## Problem statement
Images are not part of the copy; transcribe all the data exactly.

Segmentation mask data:
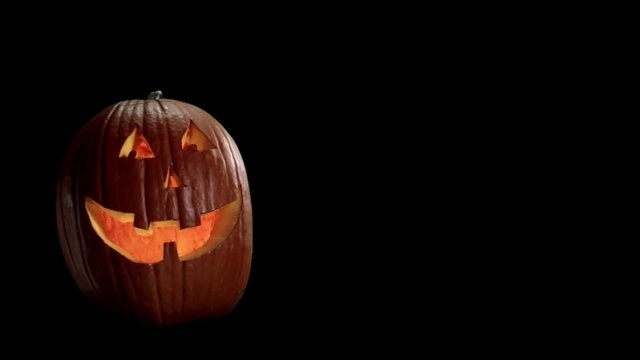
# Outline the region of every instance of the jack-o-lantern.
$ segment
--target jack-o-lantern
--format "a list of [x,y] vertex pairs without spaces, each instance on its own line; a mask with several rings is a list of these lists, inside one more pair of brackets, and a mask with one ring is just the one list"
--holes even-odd
[[240,153],[213,117],[159,92],[110,106],[78,133],[57,216],[80,289],[143,323],[220,317],[247,284],[252,217]]

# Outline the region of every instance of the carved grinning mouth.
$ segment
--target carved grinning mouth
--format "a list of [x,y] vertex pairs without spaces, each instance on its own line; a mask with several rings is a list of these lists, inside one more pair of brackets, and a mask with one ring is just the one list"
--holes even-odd
[[105,244],[127,259],[144,264],[162,261],[164,244],[175,242],[181,261],[191,260],[217,248],[238,221],[241,197],[200,215],[200,225],[181,229],[178,220],[153,221],[149,229],[133,226],[134,214],[107,209],[90,197],[85,207],[91,226]]

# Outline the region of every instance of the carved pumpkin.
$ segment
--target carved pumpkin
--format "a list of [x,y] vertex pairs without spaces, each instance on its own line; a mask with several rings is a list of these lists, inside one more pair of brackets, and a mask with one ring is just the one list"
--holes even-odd
[[93,118],[67,152],[57,216],[84,294],[145,324],[220,317],[247,284],[244,164],[224,128],[193,105],[152,93]]

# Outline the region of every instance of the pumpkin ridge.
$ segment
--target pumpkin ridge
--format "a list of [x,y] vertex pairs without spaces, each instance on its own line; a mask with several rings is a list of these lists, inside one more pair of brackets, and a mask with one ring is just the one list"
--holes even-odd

## Problem solution
# Outline the region of every instance of the jack-o-lantern.
$ segment
--target jack-o-lantern
--format "a list of [x,y] vertex pairs without spaces, each instance on its own line; a mask with several rings is a list of these lists, inside one more pair of brackets, and a mask with one ring is just the one list"
--holes even-odd
[[240,153],[213,117],[159,92],[110,106],[78,133],[57,216],[80,289],[143,323],[220,317],[247,284],[252,217]]

# Outline the region of every instance of the carved grinning mouth.
$ segment
--target carved grinning mouth
--format "a list of [x,y] vertex pairs without spaces, each instance on its own line; a mask with several rings is a list of these lists, inside one more pair of brackets, and a mask with one ring is just the one list"
--holes even-odd
[[105,244],[127,259],[144,264],[162,261],[164,244],[175,242],[181,261],[191,260],[217,248],[238,221],[241,197],[200,215],[200,225],[181,229],[178,220],[153,221],[149,229],[133,226],[134,214],[107,209],[90,197],[85,207],[91,226]]

# Outline the region of every instance of the carved pumpkin.
$ segment
--target carved pumpkin
--format "a list of [x,y] vertex pairs without spaces, each instance on its own line; a mask with several rings is a list of these lists, inside one more pair of brackets, and a mask with one ring is just the one list"
--holes even-odd
[[93,118],[67,152],[57,216],[84,294],[145,324],[220,317],[247,284],[244,164],[224,128],[193,105],[152,93]]

# Outline the region of every instance of the pumpkin ridge.
$ segment
--target pumpkin ridge
--format "a list of [x,y] vertex pairs without spaces, each instance on its own line; a mask with several rings is a list of these lists, inside one more pair of brackets, and a mask with one ring is just the one list"
--holes even-odd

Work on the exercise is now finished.